▶ Task to complete
Leaving out all images, write out the records that follow exactly.

▶ Entries from a point annotation set

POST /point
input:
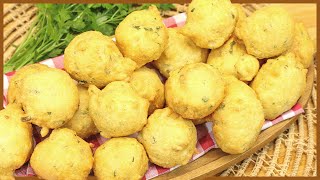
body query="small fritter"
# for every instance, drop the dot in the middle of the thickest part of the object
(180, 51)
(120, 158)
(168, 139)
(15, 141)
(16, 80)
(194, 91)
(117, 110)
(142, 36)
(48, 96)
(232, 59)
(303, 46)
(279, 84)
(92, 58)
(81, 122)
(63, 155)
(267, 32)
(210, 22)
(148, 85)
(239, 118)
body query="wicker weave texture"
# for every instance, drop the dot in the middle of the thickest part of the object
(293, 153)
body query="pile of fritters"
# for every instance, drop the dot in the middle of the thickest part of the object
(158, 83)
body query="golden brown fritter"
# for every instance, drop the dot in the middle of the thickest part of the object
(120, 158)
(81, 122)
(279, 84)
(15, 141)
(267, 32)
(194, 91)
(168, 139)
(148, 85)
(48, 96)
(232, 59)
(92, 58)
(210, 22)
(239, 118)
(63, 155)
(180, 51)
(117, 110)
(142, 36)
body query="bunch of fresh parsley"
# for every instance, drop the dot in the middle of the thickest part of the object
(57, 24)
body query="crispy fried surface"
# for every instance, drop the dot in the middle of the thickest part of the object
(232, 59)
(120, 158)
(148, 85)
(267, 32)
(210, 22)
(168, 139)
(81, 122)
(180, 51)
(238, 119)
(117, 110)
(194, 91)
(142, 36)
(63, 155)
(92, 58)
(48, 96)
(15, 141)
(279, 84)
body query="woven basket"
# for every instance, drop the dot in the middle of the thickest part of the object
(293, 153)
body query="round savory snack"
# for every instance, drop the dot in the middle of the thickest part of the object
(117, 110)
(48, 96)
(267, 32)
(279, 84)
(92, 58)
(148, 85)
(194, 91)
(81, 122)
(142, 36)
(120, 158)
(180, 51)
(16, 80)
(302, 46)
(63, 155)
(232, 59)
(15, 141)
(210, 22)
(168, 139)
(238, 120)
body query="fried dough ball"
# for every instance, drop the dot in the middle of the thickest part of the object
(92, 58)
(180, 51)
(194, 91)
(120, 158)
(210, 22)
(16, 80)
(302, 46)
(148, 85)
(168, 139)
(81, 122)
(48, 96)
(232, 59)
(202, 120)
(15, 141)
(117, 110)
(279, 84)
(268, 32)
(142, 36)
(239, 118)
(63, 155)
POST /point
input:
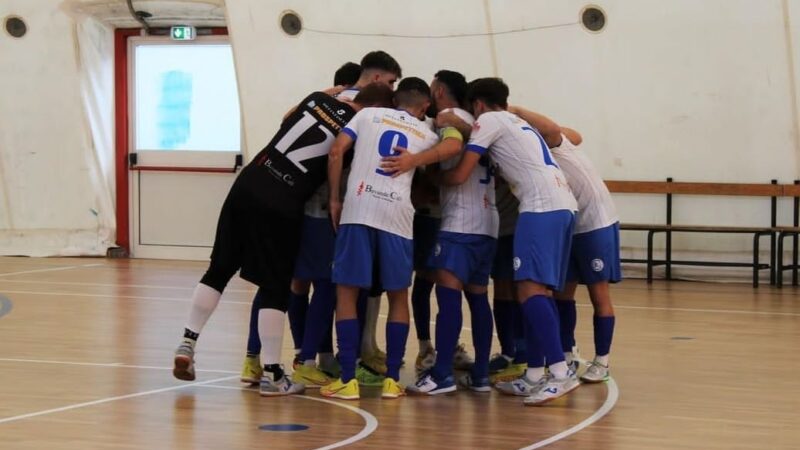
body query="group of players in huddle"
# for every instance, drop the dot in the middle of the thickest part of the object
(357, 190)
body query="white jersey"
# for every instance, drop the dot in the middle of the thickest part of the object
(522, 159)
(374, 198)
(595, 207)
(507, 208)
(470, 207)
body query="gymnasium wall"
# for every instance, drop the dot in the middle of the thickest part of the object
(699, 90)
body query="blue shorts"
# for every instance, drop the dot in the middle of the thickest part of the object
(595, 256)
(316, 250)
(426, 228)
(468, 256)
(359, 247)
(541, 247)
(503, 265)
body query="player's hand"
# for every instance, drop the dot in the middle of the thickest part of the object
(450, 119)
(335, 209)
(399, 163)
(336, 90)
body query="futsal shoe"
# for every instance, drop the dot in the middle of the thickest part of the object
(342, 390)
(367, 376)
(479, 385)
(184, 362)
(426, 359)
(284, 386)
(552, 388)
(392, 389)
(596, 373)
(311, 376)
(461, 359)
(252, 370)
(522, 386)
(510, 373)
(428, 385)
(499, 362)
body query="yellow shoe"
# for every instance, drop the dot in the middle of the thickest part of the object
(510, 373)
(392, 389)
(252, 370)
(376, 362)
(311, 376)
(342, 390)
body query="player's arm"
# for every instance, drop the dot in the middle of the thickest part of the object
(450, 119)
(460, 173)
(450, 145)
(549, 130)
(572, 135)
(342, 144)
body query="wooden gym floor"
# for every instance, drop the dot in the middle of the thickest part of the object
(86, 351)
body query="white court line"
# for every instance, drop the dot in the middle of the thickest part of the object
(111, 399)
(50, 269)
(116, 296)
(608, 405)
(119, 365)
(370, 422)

▶ Solved exercise
POST /point
input:
body query="small fritter"
# for every instance, drop the dot in the middle of the thickest part of the object
(180, 51)
(120, 158)
(168, 139)
(15, 141)
(16, 80)
(194, 91)
(117, 110)
(142, 36)
(48, 96)
(232, 59)
(303, 46)
(279, 84)
(92, 58)
(81, 122)
(63, 155)
(267, 32)
(210, 22)
(148, 85)
(239, 118)
body query="wicker weave texture"
# for every instance, drop the dot in the middle of the thickest part of the object
(293, 153)
body query="pile of fritters"
# for every instance, drop the dot in the middle of the thickest part of the object
(158, 83)
body query="golden brown fritter"
# for every instance, drop the dot in the middle of the thickest part of the object
(120, 158)
(81, 122)
(279, 84)
(15, 141)
(267, 32)
(194, 91)
(168, 139)
(148, 85)
(48, 96)
(232, 59)
(92, 58)
(210, 22)
(239, 118)
(63, 155)
(180, 51)
(117, 110)
(142, 36)
body query="bunch of fresh parsley"
# for every instance, drop the dot in the middle of the thickest part of the object
(57, 24)
body query="crispy fried surface"
# for every instance, drop the dot in the middle of the thickest part of the object
(232, 59)
(120, 158)
(148, 85)
(267, 32)
(210, 22)
(168, 139)
(81, 122)
(180, 51)
(238, 119)
(117, 110)
(194, 91)
(142, 36)
(63, 155)
(92, 58)
(48, 96)
(15, 141)
(279, 84)
body query="woven basket"
# for every instance, drop the dot in the middle of the thickest part of the object
(293, 153)
body query="round savory snack"
# for every instance, drop the dot in the middle of the thickest part of the object
(117, 110)
(48, 96)
(267, 32)
(279, 84)
(92, 58)
(148, 85)
(194, 91)
(81, 122)
(142, 36)
(120, 158)
(180, 51)
(16, 80)
(302, 46)
(63, 155)
(232, 59)
(15, 141)
(210, 22)
(168, 139)
(238, 120)
body query="fried dough ball"
# for every instance, drop the dot in the middle of the thickest part of the object
(92, 58)
(180, 51)
(194, 91)
(120, 158)
(210, 22)
(16, 80)
(302, 46)
(148, 85)
(168, 139)
(81, 122)
(48, 96)
(232, 59)
(202, 120)
(15, 141)
(117, 110)
(279, 84)
(268, 32)
(142, 36)
(239, 118)
(63, 155)
POST /point
input:
body query="group of players in huddle"
# for every instance, drop the dot in the middle of the thickest part of the object
(357, 190)
body query="white jersey"
# for every instance, drop the dot in the middle of the thickest part of the object
(522, 159)
(374, 198)
(595, 207)
(507, 208)
(470, 207)
body query="gymnasium wall"
# for every instance, drop the dot in the middle of the thickest part of the object
(699, 90)
body query="blue shorts"
# for every instance, drop the dot in the middle of the thickest part of the object
(595, 256)
(316, 250)
(426, 228)
(468, 256)
(359, 247)
(541, 247)
(503, 265)
body query="player's hand"
# for every instance, drop the dot in the middle of the thickest part of the object
(450, 119)
(335, 209)
(399, 163)
(336, 90)
body query="futsal shoe"
# for every instance, drop the dot in the middle of the thickest part of the object
(342, 390)
(367, 376)
(479, 385)
(184, 362)
(426, 359)
(284, 386)
(552, 388)
(392, 389)
(596, 373)
(311, 376)
(461, 359)
(252, 370)
(522, 386)
(510, 373)
(428, 385)
(499, 362)
body query="yellow shoe"
# for every instance, drop the dot in the middle of the thickest part of the object
(510, 373)
(392, 389)
(252, 370)
(376, 362)
(311, 376)
(342, 390)
body query="player's arm"
# for every instance, drop the dot in the middle of the thickest part of the object
(450, 119)
(460, 173)
(450, 145)
(549, 130)
(572, 135)
(342, 144)
body query="wooden gym floor"
# for every instance, drop the dot in the middle of the thickest part of the object
(86, 351)
body query="white court line"
# for every instance, drop the dot in the middle of the thickest part of the object
(111, 399)
(50, 269)
(116, 296)
(608, 405)
(119, 365)
(370, 422)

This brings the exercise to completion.